** Opening Source text block **
Prince William joined his grandmother Queen Elizabeth on a visit to a top, secret lab in an English town on Thursday. The 38-year-old royal and the 94-year-old monarch headed out to Salisbury, located around 85 miles southwest of London for what is their first joint public outing in two years, as well as the first public outing for the Queen since the lockdown started in March.
While at the secret lab, all pandemic guidelines and protocols were followed, sources says, with everyone who met with the Queen and her grandson being prior tested for the virus and turning out negative.
The Queen, being the fashion icon she is, understandably made her return fabulous, wearing a Stewart Parvin old rose cashmere coat and a silk dress of autumnal woodland florals combined with a matching hat by Rachel Trevor Morgan.
The two royal were there to pay tribute to staff who worked in the aftermath of the poisoning of a former spy and his daughter with Novichok nerve agent two years ago. After hours of hard work by doctors and specialists, Sergei Skripal, 67, and his daughter Yulia, then 33, survived the attack from March 2018. Unfortunately a innocent member of the public, who also came into contact with the nerve agent, tragically died four months later. To this day the culprits of this heighnous act are unknown.
Much of the work done at the Defence Science and Technology Labaratory (Dstl), near Salisbury, is very secretive and confidental, and as soon as they arrived, the two royals were taken on a tour to the Energetics Enclosure, where they learned about the weaponry and tactics used in counterintelligence.
At the facilitiy’s Energetics Analysis Centre, the Queen was showed a demonstration of a Forensic Explosives Investigation and talked to staff who work in counterterrorism and security. Amongst those she some with were some of the staff and armed forces members who identified the nerve agent and aided the subsequent clear up of the Novichok incident from two years ago.
As a way of thanking them for their service, Prince William presented the Firmin Sword of Peace to members of the army’s 102 Logistic Brigade. The ceremonial weapon is given to armed forces’ units, which have showed great valor and commitement to their duty during operations.
** Closing Source text block **
** Opening Source information block **
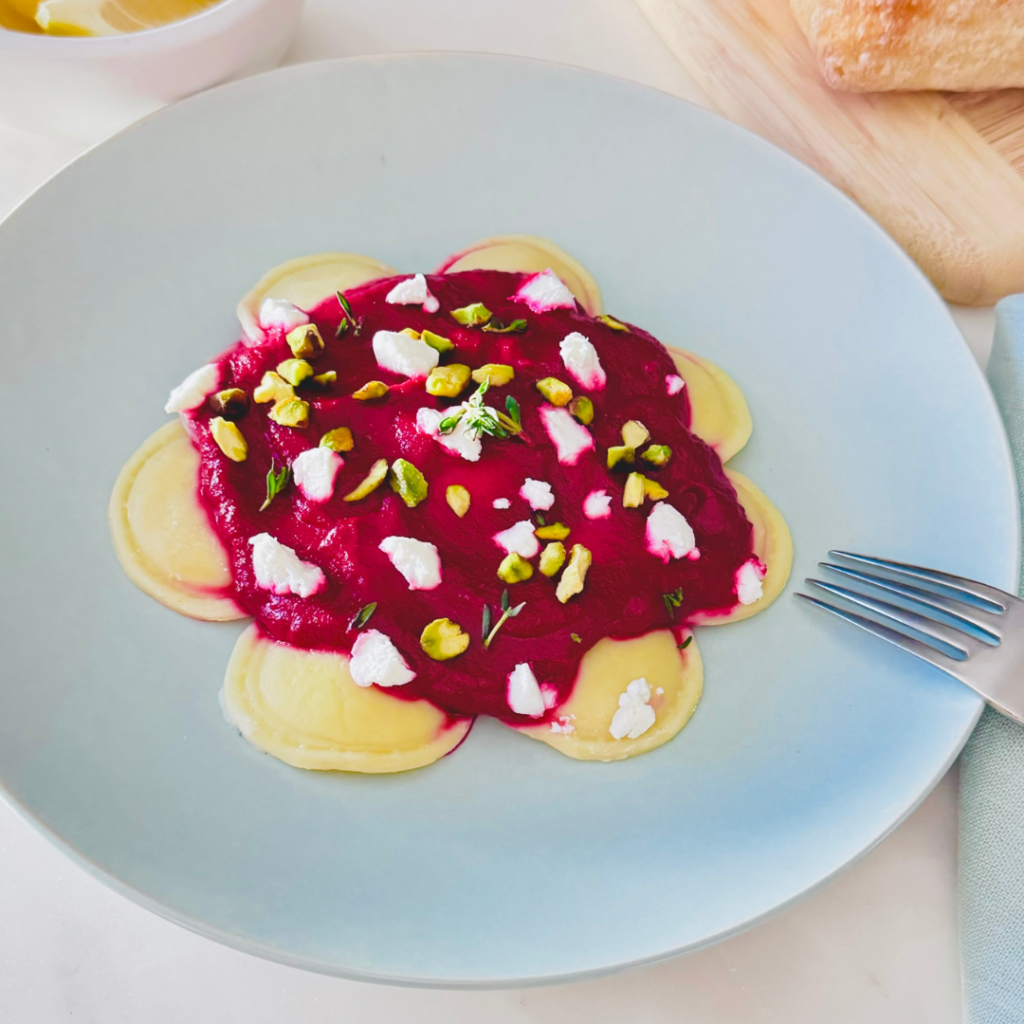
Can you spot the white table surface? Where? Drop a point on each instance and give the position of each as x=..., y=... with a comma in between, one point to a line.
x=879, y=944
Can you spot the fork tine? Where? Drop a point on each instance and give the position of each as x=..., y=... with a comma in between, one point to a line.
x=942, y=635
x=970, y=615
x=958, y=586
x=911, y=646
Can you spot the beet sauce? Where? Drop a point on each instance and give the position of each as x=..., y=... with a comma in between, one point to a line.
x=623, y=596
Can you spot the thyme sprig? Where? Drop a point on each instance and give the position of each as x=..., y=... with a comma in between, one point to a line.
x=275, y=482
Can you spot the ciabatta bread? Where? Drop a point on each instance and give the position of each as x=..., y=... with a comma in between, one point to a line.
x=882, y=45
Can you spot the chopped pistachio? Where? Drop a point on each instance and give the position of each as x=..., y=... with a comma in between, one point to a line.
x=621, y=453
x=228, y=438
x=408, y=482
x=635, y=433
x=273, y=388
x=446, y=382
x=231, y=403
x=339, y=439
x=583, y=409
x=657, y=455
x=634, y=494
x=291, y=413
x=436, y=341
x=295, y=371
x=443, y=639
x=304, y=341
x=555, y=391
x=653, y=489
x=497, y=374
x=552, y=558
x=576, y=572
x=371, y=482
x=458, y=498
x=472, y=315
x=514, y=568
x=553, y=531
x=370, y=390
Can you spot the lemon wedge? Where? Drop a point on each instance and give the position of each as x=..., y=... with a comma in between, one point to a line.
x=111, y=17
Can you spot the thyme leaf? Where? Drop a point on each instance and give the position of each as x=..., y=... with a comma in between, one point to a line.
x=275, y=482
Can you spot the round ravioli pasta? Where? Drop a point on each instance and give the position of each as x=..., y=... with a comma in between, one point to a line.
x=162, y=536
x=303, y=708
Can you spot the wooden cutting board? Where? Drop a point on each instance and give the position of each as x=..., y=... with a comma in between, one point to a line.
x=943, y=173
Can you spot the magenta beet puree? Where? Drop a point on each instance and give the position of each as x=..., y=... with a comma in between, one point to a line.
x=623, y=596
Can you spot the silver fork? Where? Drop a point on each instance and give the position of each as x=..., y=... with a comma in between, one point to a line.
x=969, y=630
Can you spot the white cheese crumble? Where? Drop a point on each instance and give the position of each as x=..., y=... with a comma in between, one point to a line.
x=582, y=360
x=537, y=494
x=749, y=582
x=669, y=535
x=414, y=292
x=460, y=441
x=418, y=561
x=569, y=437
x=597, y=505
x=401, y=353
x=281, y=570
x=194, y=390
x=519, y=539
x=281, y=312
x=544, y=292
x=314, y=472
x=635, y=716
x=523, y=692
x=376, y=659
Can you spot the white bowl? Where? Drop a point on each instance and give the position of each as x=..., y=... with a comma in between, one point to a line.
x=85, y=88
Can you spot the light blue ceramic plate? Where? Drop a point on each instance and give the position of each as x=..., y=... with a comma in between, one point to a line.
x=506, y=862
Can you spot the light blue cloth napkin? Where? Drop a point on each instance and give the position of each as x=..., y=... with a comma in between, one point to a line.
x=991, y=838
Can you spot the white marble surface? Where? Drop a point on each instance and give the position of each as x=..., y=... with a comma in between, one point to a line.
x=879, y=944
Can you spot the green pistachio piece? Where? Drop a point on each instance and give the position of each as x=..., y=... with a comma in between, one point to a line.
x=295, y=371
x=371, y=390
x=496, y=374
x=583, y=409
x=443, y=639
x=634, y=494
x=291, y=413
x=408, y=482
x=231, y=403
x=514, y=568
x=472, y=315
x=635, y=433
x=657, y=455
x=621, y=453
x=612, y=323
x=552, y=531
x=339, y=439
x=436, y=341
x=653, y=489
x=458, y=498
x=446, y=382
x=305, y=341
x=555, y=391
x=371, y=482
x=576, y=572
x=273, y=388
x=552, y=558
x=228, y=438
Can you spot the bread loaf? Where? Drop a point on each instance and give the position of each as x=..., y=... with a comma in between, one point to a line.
** Closing Source information block **
Problem requirements >> Can you extend the article on the Queen and Prince William's visit to the Salisbury lab, starting after its final sentence?

Result of the task >>
The Duke of Cambridge and the Queen also spoke with scientists providing vital support to the U.K.’s response to the coronavirus pandemic, working hard in analytical research areas, as well as deploying microbiologists to NHS hospitals to increase testing capactities.
As a way of marking their visit to the secret lab, the two royals signed a visitors’ book, with the Queen commenting: “Well, it proves we’ve been here, doesn’t it?” as they left.
According to royal sources, the initial plan for the visit was to take place in April this year, but due to the pandemic crisis had to be pushed back, with the Queen being unable to fulfill it until now.
This is an important bonding moment for Prince William, who one day will himself be sitting on the throne, so this comes as a way of monarch-training. The last time these two joined up for a public appearance was two years ago, when they made a moving visit to the Gernfell Tower soon after a fire struck the London appartment block, in the process killing more than 70 people, in 2017.
The two have been more active together in closed-doors meetings, attending a number of lunches at the palace together. Last year, for example, Prince William welcomed Governor General-designate of Australia, General David Hurley, and his wife at the palace, alongside the Queen.
Back in 2011, William welcomed the Queen and his grandfather Prince Phillip when they visited the Royal Air Force base in North Wales, where the Duke was appointed at the time, shortly before his wedding to Kate Middleton in 2011, and then later on they visited the air ambulance station in Cambridgeshire, where the Prince worked, a few years ago.